▸ **Selected excerpt**:
Re: Building Spark to run PySpark Tests?

Sean Owen Thu, 19 Jan 2023 08:23:57 -0800

It's not clear what error you're facing from this info (ConnectionError
could mean lots of things), so would be hard to generalize answers. How
much mem do you have on your Mac?
-Xmx2g sounds low, but also probably doesn't matter much.
Spark builds work on my Mac, FWIW.


On Thu, Jan 19, 2023 at 10:15 AM Adam Chhina <[email protected]> wrote:

> Hmm, would there be a list of common env issues that would interfere with
> builds? Looking up the error message, it seemed like often the issue was
> OOM by the JVM process. I’m not sure if that’s what’s happening here, since
> during the build and setting up the tests the config should have allocated
> enough memory?
>
> I’ve been just trying to follow the build docs, and so far I’m running as
> such:
>
> > git clone --branch v3.2.3 https://github.com/apache/spark.git
> > cd spark
> > export MAVEN_OPTS="-Xss64m -Xmx2g -XX:ReservedCodeCacheSize=1g” // was
> unset, but set to be safe
> > export OBJC_DISABLE_INITIALIZE_FORK_SAFETY=YES // I saw in the
> developer tools that some pyspark tests were having issues on macOS
> > export JAVA_HOME=`/usr/libexec/java_home -v 11`
> > ./build/mvn -DskipTests clean package -Phive
> > ./python/run-tests --python-executables --testnames
> ‘pyspark.tests.test_broadcast'
>
> > java -version
>
> openjdk version "11.0.17" 2022-10-18
>
> OpenJDK Runtime Environment Homebrew (build 11.0.17+0)

▸ **Raw data**:

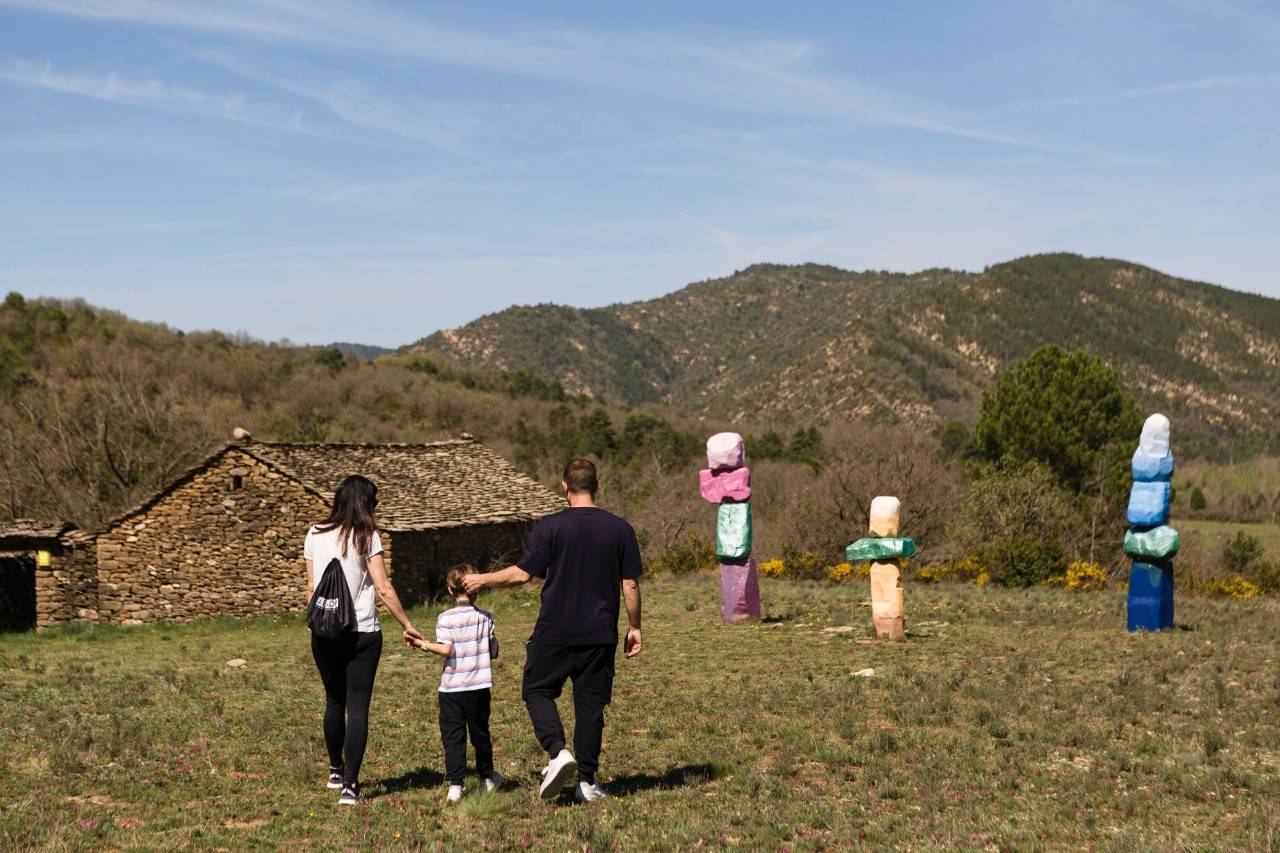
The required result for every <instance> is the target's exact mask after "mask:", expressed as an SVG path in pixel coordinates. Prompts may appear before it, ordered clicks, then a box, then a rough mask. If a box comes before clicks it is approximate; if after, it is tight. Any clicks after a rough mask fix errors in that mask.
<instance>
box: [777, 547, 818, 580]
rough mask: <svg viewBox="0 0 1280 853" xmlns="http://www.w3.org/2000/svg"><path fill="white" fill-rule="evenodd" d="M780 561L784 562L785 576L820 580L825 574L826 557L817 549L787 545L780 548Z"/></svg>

▸ **Exercise 1**:
Can you reproduce the passage of the Spark build thread that opens with the words containing "Sean Owen Thu, 19" and closes with "on your Mac?"?
▸ **Exercise 2**:
Which environment variables are set with an export command in the Spark build thread?

▸ **Final answer 1**:
Sean Owen Thu, 19 Jan 2023 08:23:57 -0800

It's not clear what error you're facing from this info (ConnectionError
could mean lots of things), so would be hard to generalize answers. How
much mem do you have on your Mac?

▸ **Final answer 2**:
MAVEN_OPTS
OBJC_DISABLE_INITIALIZE_FORK_SAFETY
JAVA_HOME